## Exercise requirements:
How many lines of these entries hold the string "green"? Reply with the number alone.
(Provided entries Opens)
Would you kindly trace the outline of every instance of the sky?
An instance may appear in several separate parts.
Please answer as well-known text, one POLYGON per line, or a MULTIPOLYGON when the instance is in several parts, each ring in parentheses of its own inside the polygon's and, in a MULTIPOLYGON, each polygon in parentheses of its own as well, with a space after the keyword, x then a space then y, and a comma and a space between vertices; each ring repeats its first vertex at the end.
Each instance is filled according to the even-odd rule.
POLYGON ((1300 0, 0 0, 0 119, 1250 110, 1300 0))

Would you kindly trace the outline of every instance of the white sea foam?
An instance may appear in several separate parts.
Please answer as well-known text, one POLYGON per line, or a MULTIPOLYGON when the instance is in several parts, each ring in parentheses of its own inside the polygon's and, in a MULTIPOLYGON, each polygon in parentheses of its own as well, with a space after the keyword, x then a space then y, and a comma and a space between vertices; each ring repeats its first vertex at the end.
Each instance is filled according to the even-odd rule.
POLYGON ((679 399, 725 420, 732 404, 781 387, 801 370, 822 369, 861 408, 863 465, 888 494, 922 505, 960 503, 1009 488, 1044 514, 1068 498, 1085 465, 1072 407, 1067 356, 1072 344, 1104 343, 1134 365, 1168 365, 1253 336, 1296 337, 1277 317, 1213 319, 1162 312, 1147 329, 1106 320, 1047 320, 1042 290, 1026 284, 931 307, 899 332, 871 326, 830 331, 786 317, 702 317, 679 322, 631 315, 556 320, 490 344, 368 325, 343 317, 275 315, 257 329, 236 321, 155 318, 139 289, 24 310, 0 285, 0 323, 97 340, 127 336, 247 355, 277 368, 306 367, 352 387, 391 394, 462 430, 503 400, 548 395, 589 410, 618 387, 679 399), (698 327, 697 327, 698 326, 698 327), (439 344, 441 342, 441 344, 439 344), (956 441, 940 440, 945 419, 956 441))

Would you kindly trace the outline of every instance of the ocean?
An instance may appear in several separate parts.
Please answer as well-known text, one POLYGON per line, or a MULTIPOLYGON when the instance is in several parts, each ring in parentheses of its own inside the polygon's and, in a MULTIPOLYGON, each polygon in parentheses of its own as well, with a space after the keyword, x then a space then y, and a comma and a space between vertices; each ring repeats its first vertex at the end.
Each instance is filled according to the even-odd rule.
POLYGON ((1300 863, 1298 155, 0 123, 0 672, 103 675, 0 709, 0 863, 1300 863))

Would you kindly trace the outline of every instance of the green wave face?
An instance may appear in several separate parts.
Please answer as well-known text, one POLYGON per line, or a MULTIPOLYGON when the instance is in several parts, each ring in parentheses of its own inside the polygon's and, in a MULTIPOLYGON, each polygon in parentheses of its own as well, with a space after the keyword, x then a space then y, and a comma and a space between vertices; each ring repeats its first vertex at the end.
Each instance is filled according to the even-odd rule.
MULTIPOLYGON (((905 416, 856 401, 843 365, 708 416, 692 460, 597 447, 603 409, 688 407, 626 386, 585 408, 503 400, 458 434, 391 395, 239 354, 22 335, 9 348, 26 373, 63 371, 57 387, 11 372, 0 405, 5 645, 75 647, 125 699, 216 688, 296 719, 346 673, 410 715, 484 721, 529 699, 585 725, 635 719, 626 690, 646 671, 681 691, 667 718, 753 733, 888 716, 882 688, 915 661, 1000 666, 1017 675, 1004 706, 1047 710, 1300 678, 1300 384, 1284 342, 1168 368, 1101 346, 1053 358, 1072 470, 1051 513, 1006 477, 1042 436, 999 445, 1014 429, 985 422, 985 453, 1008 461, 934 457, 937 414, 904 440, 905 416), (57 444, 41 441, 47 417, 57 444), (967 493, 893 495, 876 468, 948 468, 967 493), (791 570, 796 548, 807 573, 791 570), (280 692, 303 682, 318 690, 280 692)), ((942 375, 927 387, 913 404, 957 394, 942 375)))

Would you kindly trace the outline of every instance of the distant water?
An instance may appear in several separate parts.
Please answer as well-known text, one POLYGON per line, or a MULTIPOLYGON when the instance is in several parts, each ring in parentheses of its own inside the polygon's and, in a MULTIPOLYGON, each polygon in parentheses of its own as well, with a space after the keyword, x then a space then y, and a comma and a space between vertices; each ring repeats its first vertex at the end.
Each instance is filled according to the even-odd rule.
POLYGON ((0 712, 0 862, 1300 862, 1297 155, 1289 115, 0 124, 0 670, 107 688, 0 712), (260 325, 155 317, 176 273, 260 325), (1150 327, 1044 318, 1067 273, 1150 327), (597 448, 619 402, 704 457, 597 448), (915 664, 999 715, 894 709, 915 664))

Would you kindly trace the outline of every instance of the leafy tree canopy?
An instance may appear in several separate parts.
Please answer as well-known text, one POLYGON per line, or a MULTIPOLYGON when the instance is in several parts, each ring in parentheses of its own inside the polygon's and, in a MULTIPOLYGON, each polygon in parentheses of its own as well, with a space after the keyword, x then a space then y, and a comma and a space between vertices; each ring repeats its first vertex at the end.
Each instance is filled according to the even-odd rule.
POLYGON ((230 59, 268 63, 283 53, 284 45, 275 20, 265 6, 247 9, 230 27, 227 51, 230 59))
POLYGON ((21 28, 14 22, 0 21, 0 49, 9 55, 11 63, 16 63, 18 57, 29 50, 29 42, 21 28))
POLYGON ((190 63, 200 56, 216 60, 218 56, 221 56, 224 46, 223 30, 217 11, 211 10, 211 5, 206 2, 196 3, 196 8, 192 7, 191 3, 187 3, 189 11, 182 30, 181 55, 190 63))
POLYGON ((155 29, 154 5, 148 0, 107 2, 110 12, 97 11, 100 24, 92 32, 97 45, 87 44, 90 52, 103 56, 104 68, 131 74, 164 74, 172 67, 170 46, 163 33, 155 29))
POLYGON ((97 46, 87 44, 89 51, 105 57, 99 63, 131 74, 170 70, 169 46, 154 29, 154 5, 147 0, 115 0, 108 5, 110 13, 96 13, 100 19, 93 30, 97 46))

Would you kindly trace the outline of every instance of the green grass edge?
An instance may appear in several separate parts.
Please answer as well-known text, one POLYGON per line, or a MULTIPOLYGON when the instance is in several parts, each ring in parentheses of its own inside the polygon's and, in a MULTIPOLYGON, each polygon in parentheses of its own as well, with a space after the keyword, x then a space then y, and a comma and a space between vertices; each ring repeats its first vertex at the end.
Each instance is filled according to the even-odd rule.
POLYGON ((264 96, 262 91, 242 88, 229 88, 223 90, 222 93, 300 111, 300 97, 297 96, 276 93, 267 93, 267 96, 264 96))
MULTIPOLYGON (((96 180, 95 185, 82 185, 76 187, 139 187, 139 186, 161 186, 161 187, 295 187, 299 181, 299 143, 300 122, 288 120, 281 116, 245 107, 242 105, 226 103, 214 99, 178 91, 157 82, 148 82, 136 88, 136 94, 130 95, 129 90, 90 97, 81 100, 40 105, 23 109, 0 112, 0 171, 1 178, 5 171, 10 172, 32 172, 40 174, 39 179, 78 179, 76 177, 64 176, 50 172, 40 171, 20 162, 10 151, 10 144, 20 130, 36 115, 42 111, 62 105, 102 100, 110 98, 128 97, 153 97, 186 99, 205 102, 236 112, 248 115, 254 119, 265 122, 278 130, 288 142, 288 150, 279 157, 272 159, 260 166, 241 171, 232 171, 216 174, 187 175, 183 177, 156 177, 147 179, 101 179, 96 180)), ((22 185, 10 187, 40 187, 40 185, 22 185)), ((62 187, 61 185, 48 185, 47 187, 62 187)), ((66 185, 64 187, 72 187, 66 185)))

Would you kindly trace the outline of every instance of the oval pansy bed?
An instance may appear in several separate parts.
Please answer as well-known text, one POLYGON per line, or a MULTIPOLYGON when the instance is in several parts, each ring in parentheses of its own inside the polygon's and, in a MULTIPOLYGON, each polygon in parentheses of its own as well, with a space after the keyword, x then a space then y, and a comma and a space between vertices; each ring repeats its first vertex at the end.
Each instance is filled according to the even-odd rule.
(Provided entries Closes)
## Answer to the exercise:
2